§ **Aim**
Find each row below that contains the string "surgical", and copy those rows in full.

§ **Material provided**

▶

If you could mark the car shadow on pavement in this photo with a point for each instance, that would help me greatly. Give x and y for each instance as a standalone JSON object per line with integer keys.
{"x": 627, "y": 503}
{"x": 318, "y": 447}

◀
▶

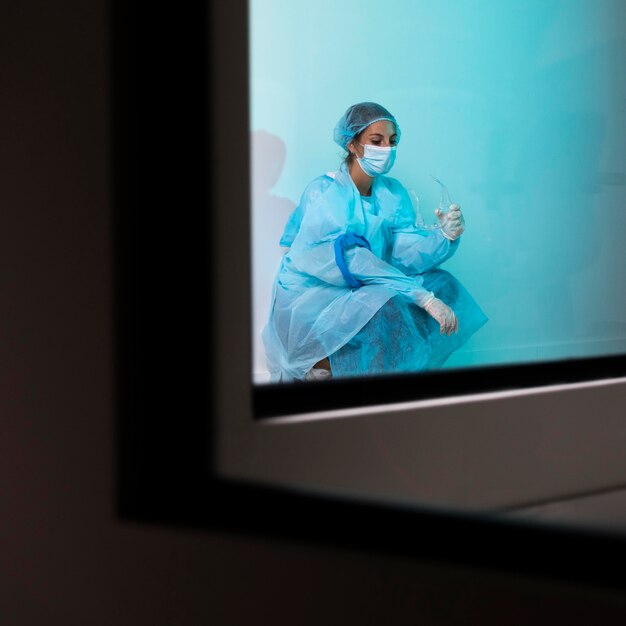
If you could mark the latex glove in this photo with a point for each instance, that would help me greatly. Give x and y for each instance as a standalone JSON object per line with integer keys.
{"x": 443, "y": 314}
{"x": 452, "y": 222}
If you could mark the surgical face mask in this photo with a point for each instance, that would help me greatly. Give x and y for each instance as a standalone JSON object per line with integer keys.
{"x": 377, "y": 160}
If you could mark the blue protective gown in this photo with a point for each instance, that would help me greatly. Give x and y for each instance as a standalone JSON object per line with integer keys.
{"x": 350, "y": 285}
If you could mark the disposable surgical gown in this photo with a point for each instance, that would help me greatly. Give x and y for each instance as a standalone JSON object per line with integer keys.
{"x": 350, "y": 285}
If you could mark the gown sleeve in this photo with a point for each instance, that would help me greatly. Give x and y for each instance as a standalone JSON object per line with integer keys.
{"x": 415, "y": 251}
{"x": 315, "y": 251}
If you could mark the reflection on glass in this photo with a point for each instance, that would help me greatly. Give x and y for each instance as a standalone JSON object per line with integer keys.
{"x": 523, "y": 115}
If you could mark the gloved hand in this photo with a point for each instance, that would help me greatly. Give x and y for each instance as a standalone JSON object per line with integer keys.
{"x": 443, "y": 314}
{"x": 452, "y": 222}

◀

§ **Answer for this exercise**
If you could mark the surgical face mask in this photo with a point for each instance, that would help me greatly. Give x and y for each instance as a standalone JSON object per line with integer keys.
If you could mark the disposable surgical gown in this photo with a point for each instance, that would help me greatly. Give x and y for each instance as a standalone JSON object per line with integer keys.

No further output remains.